**What the task asks**
Down to the final line, write out the data below exactly.

**Dataset extract**
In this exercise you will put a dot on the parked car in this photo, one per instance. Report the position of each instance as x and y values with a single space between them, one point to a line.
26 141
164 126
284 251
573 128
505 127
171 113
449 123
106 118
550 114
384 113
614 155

**Answer**
In this exercise you will put a dot on the parked car in this photo, one per instance. Report the position of each instance as x and y values with a single space between them, one point to a line.
26 141
164 126
284 251
573 128
505 127
171 113
449 123
106 118
550 114
384 113
614 155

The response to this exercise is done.